### 課題の内容
1. プラダー・ウィリー症候群についての文章を読み、次の(a)〜(c)が内容と合うかを「はい」か「いいえ」で答え、判断の決め手となる本文の語句をそのまま引用すること。(a) Aちゃんは高校2年生の時に指圧治療を始めた。(b) 整形外科の診断では、Aちゃんの側弯症は38度だった。(c) Aちゃんは勧められたコルセットを使い続けた。
2. プラダー・ウィリー症候群についての文章のうち、「プラダー・ウィリー症候群、こ」から下って「性があると私は判断しました。」までをすべて、一字も変えずに書き出してください。

### 抜粋した本文
┄┄┄┄┄┄
プラダー・ウィリー症候群、この病気をご存知のかたは少ないと思います。約1万5000人に1人が発症するといわれる珍しい病気だそうです。私も知りませんでした。特徴は筋緊張低下、性腺発育不全、知的障害、肥満。この障害を生むのは15番染色体欠損によるものだといいます。
プラダー・ウィリー症候群のAちゃんは高校2年生の時に、遺伝学の権威H先生の紹介により、私の治療院で指圧治療を始めました。Aちゃんの脊椎側弯症は、筋力低下のために起きていると考えられるそうです。
整形外科の診断では彼女の側弯症は38度。担当医から、まずコルセットをすることを勧められオーダーしました(体型にピッタリ合うように作ります)。このコルセットは、脇から腰まで巻くことで側弯症を進みにくくする目的があるようです。ただ装着の “不快感” から外してしまう患者さんが多いそうで、重く強い圧迫感、動きの制約、暑さや痒(かゆ)さ、ことに女性にとっては外見上の問題、などを訴えられるかたが多いと聞きました。彼女も結局、使わなかったといっていました。
「手術」をするかどうかは、大変悩ましいことです。そこで、整形外科では治らないといわれている症状改善を、指圧で行ってみようということなのです。特別なケース以外は、十分可能性があると私は判断しました。
┄┄┄┄┄┄
### 記録データ
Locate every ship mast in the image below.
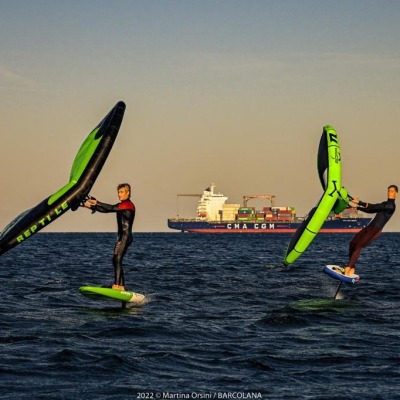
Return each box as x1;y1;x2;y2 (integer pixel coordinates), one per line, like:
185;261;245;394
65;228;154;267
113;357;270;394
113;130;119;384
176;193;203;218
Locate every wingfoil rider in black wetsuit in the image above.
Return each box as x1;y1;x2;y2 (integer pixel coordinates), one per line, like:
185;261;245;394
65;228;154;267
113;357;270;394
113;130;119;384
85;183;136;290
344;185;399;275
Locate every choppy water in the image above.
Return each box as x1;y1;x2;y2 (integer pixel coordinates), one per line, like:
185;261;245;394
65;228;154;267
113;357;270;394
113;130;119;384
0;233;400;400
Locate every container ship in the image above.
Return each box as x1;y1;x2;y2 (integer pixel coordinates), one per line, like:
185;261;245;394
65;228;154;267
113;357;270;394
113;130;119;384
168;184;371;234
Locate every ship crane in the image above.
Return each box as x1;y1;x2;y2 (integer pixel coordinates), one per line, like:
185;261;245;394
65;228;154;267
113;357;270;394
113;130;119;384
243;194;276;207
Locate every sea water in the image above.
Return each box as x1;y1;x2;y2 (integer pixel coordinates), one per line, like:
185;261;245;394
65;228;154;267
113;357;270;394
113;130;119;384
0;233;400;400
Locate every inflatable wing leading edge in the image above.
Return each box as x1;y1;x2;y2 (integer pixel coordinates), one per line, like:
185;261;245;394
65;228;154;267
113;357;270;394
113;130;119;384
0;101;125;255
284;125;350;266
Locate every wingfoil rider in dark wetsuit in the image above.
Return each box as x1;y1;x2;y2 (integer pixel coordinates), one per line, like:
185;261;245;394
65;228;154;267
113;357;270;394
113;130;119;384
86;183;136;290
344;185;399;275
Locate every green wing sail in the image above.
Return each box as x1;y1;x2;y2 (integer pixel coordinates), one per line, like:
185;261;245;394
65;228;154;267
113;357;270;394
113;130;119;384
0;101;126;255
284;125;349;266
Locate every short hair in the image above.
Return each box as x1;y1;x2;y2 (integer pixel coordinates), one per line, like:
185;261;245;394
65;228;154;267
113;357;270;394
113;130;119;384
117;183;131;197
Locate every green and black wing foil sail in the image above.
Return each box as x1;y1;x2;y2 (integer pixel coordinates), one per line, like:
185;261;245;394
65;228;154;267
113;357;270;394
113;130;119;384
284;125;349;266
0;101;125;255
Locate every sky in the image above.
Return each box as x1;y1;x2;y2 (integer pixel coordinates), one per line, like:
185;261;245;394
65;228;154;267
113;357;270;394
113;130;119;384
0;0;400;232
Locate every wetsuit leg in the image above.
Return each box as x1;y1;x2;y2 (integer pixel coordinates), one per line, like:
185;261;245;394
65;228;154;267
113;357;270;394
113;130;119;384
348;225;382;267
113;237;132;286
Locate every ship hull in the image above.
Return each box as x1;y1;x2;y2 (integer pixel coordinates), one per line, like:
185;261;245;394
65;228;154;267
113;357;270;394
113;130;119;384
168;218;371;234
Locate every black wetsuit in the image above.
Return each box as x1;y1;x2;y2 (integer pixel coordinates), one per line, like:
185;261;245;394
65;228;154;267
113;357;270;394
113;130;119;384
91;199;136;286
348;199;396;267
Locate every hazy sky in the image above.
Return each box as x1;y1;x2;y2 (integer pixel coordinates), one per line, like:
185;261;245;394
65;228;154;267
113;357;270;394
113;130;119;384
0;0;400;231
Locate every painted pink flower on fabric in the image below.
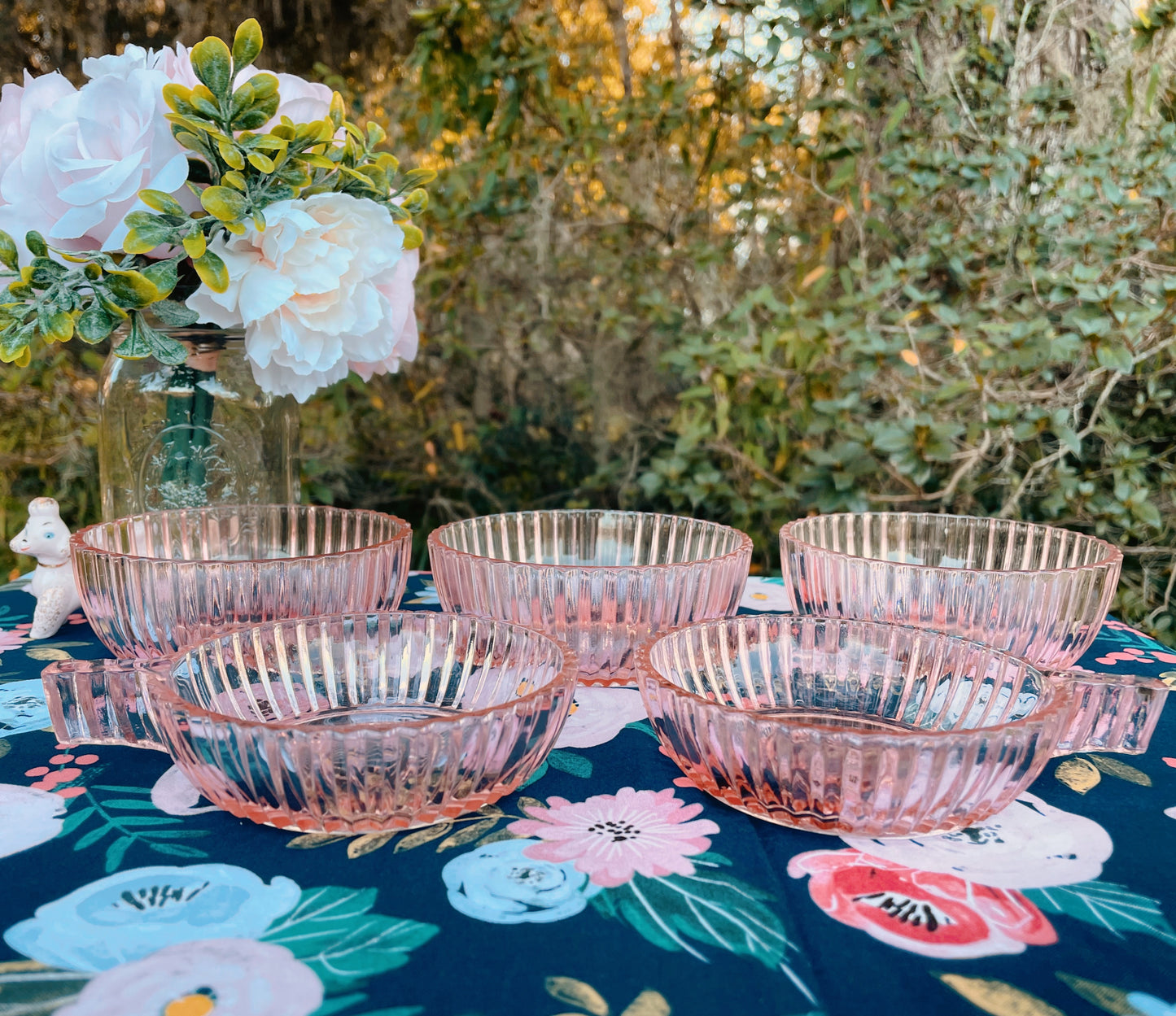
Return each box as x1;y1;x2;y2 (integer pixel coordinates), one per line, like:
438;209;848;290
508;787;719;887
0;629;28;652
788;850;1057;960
┄┄┄┄┄┄
### 解答
1.
(a) はい 「高校2年生の時に、遺伝学の権威H先生の紹介により、私の治療院で指圧治療を始めました」
(b) はい 「整形外科の診断では彼女の側弯症は38度」
(c) いいえ 「彼女も結局、使わなかったといっていました」

2.
プラダー・ウィリー症候群、この病気をご存知のかたは少ないと思います。約1万5000人に1人が発症するといわれる珍しい病気だそうです。私も知りませんでした。特徴は筋緊張低下、性腺発育不全、知的障害、肥満。この障害を生むのは15番染色体欠損によるものだといいます。
プラダー・ウィリー症候群のAちゃんは高校2年生の時に、遺伝学の権威H先生の紹介により、私の治療院で指圧治療を始めました。Aちゃんの脊椎側弯症は、筋力低下のために起きていると考えられるそうです。
整形外科の診断では彼女の側弯症は38度。担当医から、まずコルセットをすることを勧められオーダーしました(体型にピッタリ合うように作ります)。このコルセットは、脇から腰まで巻くことで側弯症を進みにくくする目的があるようです。ただ装着の “不快感” から外してしまう患者さんが多いそうで、重く強い圧迫感、動きの制約、暑さや痒(かゆ)さ、ことに女性にとっては外見上の問題、などを訴えられるかたが多いと聞きました。彼女も結局、使わなかったといっていました。
「手術」をするかどうかは、大変悩ましいことです。そこで、整形外科では治らないといわれている症状改善を、指圧で行ってみようということなのです。特別なケース以外は、十分可能性があると私は判断しました。